Task statement. Retype the records below exactly as they appear, but leave out any pictures.

— begin Data in this exercise —

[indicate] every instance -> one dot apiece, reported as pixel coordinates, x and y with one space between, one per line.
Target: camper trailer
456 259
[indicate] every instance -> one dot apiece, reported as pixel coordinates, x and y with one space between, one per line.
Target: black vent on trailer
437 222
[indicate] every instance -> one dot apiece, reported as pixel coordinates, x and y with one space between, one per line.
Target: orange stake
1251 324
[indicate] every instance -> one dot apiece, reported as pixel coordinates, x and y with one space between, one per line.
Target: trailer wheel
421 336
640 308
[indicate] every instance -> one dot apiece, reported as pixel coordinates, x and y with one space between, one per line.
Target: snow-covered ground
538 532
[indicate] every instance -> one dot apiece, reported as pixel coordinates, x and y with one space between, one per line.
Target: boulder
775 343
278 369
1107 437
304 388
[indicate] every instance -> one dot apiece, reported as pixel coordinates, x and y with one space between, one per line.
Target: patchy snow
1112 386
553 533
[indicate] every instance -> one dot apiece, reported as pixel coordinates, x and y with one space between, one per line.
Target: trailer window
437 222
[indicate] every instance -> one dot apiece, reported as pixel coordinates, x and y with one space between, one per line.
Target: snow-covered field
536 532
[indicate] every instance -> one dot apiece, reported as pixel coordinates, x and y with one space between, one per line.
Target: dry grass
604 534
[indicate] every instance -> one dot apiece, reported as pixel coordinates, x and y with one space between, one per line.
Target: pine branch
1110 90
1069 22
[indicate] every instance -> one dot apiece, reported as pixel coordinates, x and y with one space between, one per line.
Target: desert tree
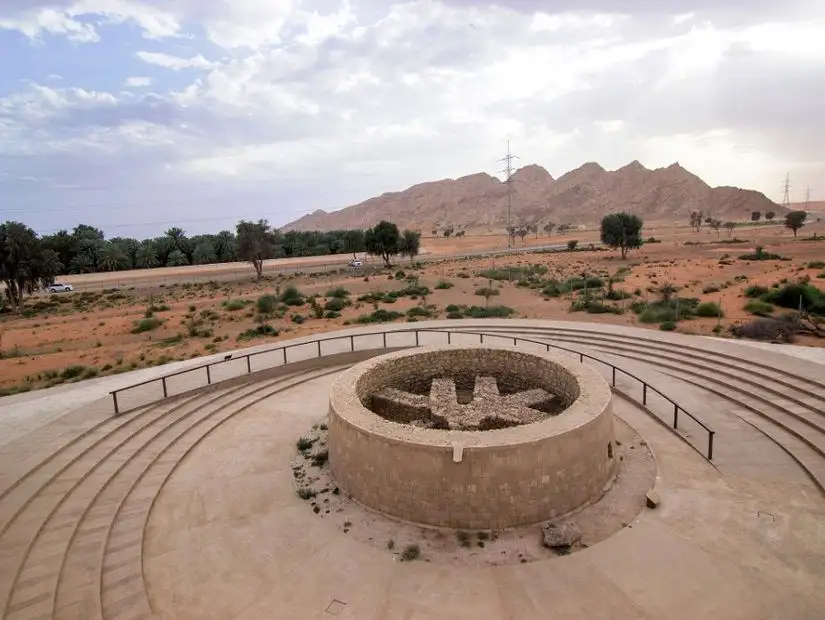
409 244
622 230
795 220
25 265
383 241
255 243
354 242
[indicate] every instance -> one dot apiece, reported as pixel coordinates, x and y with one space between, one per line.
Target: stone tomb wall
472 479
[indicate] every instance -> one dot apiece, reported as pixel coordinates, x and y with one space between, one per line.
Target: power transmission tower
508 171
786 200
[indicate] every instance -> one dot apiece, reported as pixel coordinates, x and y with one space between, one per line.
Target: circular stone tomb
471 437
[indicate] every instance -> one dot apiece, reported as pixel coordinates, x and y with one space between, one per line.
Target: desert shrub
410 553
260 331
73 372
234 305
761 254
291 296
797 294
709 309
759 307
146 325
781 329
266 304
755 290
594 306
338 291
378 316
476 312
336 304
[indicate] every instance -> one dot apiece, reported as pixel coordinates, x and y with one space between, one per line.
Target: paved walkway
186 509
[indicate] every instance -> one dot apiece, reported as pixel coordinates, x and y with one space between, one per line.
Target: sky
136 115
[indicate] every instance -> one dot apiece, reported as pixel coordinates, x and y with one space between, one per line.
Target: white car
59 287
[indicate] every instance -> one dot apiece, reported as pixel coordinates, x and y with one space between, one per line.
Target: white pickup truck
59 287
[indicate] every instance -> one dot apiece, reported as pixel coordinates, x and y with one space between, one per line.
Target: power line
786 200
508 170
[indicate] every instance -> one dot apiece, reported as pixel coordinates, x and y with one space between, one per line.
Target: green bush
378 316
336 304
266 304
338 291
146 325
258 332
709 309
73 372
291 296
759 307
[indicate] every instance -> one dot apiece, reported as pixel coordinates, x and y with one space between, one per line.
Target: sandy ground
94 329
616 509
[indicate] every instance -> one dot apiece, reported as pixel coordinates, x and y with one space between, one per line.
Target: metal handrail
351 337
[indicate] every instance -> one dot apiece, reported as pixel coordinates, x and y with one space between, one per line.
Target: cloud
324 103
175 63
137 82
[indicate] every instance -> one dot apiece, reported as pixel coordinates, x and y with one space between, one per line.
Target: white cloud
331 101
174 62
137 82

— end Data in this exercise —

Task solution.
[indicate] every instance -> one dot apiece, reported as pixel coordinates, x and y with one space between, one per line.
Target: camper trailer
456 259
[indicate] every instance -> one dot apiece, reported as pixel coordinates, x and y with one space between, one per line.
Target: black vent on trailer
437 222
[indicate] every instance -> one dot apiece, reported as pixel coordinates, x and y with one space between, one per line.
Target: orange stake
1251 324
[indicate] every instance -> one dot apiece, reported as pixel coordinates, x and y with one space between, one per line.
Target: trailer wheel
421 336
640 308
[indicate] every instance -> one dot apiece, reported as pixel coordinates, x and y with one space between, one per line.
Target: snow-covered ground
538 532
[indicate] every instance -> one dot apiece, reported as pixel coordinates, x and y with one space between, one per line.
Target: boulder
775 343
278 369
1107 437
304 388
[indicate] every instance -> one dot apiece, reported as pixel coordinates, x and y with one space between, one per line.
Target: patchy snow
1112 386
553 533
[indicate] every instance -> one dot apiece, reported as pixel coordinates, x and y with one space between, one per line.
Target: trailer window
437 222
[indicate] every instance -> one dot apiece, reported as pixel coordinates, x and y with one space between, one per line.
Target: snow-covered field
536 532
[indicate] every instance -> one dot apiece, reported as pixel coordinates, x and y with one space between, one per line.
Target: dry grass
604 534
[indicate] every instance -> one dot apiece, reported as pixel coordinates, x and y with one space between, one per line.
Target: pine branch
1110 90
1069 22
[indicate] every instance -> one dot apiece, reported as pixel coordinates, x and y with one space between, one per line.
Target: desert tree
409 244
622 230
795 220
25 265
383 241
255 243
354 242
[indicate] every instance -> one dot apiece, reported as pixel coordinates, x and y with one space between, one per line.
Target: stone tomb wall
472 479
[indicate] every instance -> one dot apiece, reported as pixel coordinates, x and y with one space between, one per line.
Target: power transmission tower
508 171
786 200
[indicate] every instance -> one dot apiece, reported as pixel coordinates, x and y with one space between, one per line.
Target: circular stone tomb
471 437
[indicate] every instance -> one dot apiece, reported as pixel coordinates, x and y with one space between, one per line.
Target: desert shrub
410 553
260 331
73 372
234 305
761 254
291 296
797 294
709 309
759 307
146 325
781 329
266 304
755 290
594 306
338 291
378 316
476 312
336 304
[indicate] every instance -> one dot apiece, reported as pixel coordinates, x and y with one space between, one per line.
Target: paved walkway
186 509
[indicate] every instance -> one dot apiece, reported as pixel coordinates, x and y with one space between, one per line.
Target: sky
136 115
[indicate] every instance -> one dot apiece, reported as pixel coordinates, x and y with one space between, one per line.
Target: white car
59 287
[indicate] every instance -> one dot apiece, reported as pixel coordinates, x and y with one space between, one per line.
Target: white pickup truck
59 287
[indicate] every instance -> one dot apiece, reported as pixel coordinates, x and y with one space between, one per line.
Target: power line
786 200
508 170
[indicate] every instance -> one dot apiece, reported as pixel coordinates, x and y with one space between, one per line.
Target: green bush
378 316
336 304
266 304
338 291
146 325
258 332
709 309
73 372
291 296
759 307
[indicate] every instance -> one dot apiece, reported as pixel coordinates, x and y with one space between, one per line.
Target: sandy ground
94 329
616 509
[indicate] every instance -> one dot apiece, reported as pixel coordinates, x and y with one space between, one per line.
Target: metal handrail
351 337
[indicate] every instance -> one dot apiece, reported as pixel coordinates, x and y with one space between, one per line.
Target: cloud
324 103
175 63
137 82
[indicate] every instance -> one dot apiece, reported as pixel coordinates, x and y with one space between, one per line.
Target: white cloud
331 101
174 62
137 82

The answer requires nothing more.